> **Description of the task**
Exactly as written, copy the lines of the data below from the first through the one containing "Target: side mirror".

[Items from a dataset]
——————————

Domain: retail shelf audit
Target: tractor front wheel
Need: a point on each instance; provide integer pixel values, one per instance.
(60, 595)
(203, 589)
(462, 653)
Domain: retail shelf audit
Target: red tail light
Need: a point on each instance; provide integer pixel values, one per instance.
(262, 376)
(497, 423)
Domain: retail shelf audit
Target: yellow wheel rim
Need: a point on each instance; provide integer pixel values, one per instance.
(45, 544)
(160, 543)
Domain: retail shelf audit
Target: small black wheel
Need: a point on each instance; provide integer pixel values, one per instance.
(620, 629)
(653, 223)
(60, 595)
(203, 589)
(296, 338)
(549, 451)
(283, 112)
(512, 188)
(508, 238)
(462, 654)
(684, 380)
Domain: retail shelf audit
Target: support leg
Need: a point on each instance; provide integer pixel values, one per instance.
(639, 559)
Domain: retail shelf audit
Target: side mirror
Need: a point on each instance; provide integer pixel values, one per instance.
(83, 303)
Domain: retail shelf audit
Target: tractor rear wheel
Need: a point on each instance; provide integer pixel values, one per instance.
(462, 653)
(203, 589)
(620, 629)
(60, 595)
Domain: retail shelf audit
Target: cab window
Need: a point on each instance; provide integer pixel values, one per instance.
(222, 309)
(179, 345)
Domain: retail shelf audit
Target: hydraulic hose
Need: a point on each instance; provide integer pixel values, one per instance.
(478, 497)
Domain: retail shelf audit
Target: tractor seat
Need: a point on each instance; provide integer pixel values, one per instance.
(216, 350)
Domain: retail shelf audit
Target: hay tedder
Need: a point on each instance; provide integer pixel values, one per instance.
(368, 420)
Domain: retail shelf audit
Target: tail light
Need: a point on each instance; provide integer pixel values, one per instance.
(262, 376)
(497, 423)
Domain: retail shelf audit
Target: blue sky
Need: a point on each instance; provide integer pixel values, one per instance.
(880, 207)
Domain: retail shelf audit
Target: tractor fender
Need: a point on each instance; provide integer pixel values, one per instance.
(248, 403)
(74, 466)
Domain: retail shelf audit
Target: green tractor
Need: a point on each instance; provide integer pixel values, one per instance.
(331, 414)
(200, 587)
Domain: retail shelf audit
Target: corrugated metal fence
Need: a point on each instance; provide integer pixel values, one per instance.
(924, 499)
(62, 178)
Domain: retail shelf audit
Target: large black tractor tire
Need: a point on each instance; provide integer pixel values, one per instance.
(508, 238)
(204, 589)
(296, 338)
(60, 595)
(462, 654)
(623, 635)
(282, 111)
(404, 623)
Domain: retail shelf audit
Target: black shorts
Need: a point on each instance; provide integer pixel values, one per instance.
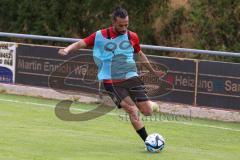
(133, 87)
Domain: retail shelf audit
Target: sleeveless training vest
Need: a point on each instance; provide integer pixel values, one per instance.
(114, 57)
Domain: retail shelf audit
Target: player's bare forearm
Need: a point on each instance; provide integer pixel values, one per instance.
(75, 46)
(144, 60)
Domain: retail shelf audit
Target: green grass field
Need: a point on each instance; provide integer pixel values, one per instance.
(31, 131)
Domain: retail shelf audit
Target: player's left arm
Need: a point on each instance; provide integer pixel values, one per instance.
(144, 60)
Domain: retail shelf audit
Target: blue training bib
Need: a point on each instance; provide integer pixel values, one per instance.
(114, 57)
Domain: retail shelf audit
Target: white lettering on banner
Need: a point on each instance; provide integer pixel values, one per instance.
(7, 61)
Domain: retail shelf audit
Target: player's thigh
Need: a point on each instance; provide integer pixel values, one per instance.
(145, 107)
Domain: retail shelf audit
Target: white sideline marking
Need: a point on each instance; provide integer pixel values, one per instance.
(113, 114)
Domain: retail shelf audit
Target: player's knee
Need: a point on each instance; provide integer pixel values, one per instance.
(147, 111)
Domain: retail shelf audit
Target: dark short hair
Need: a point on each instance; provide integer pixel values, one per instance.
(119, 12)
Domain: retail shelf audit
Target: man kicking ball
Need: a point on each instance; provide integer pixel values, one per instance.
(114, 49)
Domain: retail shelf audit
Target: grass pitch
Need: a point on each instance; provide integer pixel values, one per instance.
(31, 131)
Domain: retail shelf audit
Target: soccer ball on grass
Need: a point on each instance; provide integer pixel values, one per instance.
(154, 143)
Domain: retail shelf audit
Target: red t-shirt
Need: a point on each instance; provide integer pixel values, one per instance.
(134, 40)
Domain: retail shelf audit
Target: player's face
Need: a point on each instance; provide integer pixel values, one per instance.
(120, 25)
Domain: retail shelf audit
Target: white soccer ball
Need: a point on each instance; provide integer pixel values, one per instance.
(154, 142)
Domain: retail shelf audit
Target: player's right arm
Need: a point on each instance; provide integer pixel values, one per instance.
(86, 42)
(75, 46)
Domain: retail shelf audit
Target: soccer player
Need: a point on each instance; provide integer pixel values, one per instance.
(114, 49)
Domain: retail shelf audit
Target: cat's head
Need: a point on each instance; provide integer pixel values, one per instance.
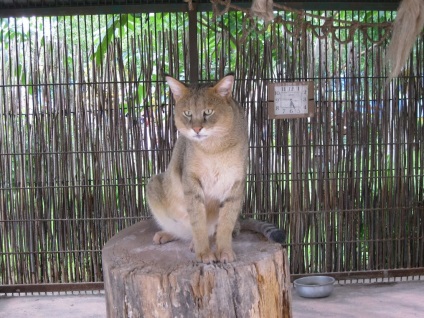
(203, 111)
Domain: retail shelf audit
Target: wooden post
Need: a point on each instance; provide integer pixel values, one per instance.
(146, 280)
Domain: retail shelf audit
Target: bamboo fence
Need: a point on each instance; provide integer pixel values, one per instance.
(79, 140)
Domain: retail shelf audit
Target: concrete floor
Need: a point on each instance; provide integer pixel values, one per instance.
(400, 299)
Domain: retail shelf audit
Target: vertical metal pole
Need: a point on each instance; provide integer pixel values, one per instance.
(192, 44)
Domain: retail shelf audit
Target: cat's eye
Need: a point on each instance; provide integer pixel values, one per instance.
(208, 112)
(187, 113)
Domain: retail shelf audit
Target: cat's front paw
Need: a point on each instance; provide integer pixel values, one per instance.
(162, 237)
(226, 256)
(206, 257)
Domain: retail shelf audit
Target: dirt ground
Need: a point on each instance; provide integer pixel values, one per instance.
(400, 299)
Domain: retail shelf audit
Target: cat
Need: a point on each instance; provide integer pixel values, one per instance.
(201, 193)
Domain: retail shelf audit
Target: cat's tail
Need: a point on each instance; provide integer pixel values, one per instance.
(408, 25)
(270, 231)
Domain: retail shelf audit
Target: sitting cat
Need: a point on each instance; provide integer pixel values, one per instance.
(201, 193)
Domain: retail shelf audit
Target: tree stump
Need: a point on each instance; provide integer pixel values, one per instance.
(146, 280)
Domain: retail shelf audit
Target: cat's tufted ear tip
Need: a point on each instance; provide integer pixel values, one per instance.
(225, 86)
(178, 89)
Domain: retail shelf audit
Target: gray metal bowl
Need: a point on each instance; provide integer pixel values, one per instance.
(314, 286)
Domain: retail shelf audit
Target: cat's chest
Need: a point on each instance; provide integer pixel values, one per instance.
(217, 177)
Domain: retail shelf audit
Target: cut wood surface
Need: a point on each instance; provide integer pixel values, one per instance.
(147, 280)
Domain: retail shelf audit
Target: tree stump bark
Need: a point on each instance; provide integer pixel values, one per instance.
(146, 280)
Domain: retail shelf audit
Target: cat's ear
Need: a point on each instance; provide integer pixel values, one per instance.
(225, 86)
(178, 89)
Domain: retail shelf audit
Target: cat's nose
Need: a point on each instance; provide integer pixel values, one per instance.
(197, 129)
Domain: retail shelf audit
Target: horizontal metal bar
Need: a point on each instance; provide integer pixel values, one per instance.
(384, 273)
(50, 288)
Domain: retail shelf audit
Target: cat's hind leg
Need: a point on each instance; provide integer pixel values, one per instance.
(162, 237)
(167, 207)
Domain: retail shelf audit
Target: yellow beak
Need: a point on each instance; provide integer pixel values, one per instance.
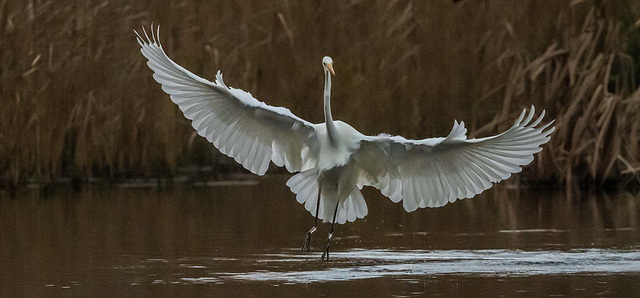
(330, 67)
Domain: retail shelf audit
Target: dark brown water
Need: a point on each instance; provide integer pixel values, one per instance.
(243, 240)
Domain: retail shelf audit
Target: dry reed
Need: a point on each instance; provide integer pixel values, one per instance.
(78, 101)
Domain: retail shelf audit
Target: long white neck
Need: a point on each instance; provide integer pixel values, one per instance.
(331, 127)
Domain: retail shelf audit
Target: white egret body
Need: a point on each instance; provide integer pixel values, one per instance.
(334, 160)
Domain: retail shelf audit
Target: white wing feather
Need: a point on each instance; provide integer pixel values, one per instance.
(240, 126)
(433, 172)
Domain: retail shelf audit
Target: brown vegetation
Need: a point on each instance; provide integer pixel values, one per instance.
(78, 101)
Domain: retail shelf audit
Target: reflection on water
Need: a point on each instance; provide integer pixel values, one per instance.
(243, 239)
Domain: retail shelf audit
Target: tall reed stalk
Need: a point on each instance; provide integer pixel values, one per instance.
(78, 101)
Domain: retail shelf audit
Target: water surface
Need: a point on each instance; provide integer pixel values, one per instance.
(243, 239)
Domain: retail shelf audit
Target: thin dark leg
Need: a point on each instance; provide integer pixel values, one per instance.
(333, 224)
(306, 245)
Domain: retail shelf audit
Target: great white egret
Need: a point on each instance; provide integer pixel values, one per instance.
(334, 160)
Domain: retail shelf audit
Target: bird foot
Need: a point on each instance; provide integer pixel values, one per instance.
(306, 245)
(326, 252)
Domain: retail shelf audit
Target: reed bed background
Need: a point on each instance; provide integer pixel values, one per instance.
(78, 101)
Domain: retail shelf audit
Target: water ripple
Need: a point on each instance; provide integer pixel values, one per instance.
(365, 264)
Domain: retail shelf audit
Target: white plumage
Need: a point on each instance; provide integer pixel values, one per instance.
(420, 173)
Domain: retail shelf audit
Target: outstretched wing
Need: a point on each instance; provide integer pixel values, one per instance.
(433, 172)
(250, 131)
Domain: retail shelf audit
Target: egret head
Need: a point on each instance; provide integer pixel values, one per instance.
(327, 64)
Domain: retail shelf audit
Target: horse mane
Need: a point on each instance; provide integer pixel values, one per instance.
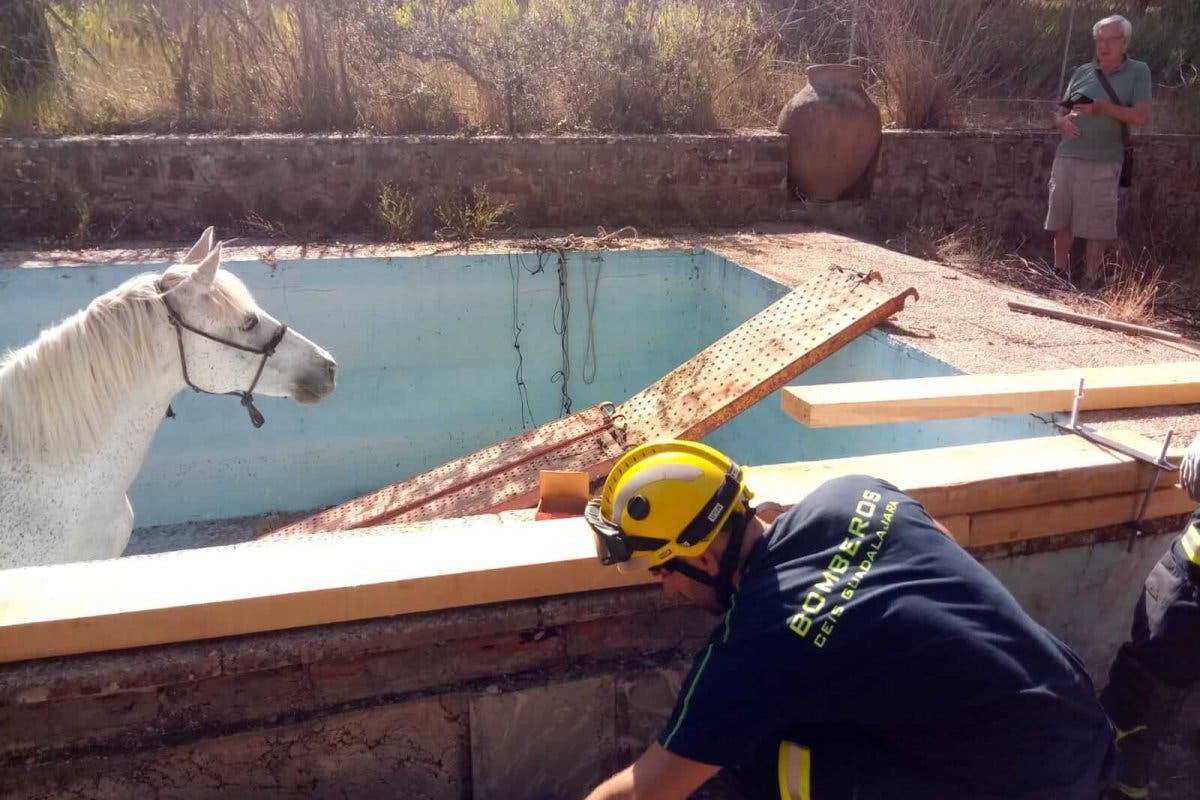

——————————

> **Response to this exercise**
Domain: retail shelf audit
Target: tractor front wheel
Need: a point on each instance; provide integer pixel values, one per instance.
(60, 595)
(203, 589)
(462, 653)
Domain: retail shelf audit
Target: red tail light
Need: a point on each instance; provide integer pixel values, one per instance.
(262, 376)
(497, 423)
Domain: retail shelf audit
Target: yellow wheel rim
Need: a point on each instance; provide integer pixel values, one per instance.
(45, 544)
(160, 543)
Domain: retail shelf audit
Target: small black wheel
Need: a point on each instance; provide integer pixel values, one per instance.
(620, 629)
(653, 223)
(60, 595)
(203, 589)
(296, 338)
(549, 451)
(283, 112)
(512, 188)
(508, 238)
(462, 654)
(684, 380)
Domain: retail shelf audit
Target: support leg
Need: a point on each instance; provide integer pixel values, one per instance.
(639, 559)
Domain: retail shelf audit
Target: side mirror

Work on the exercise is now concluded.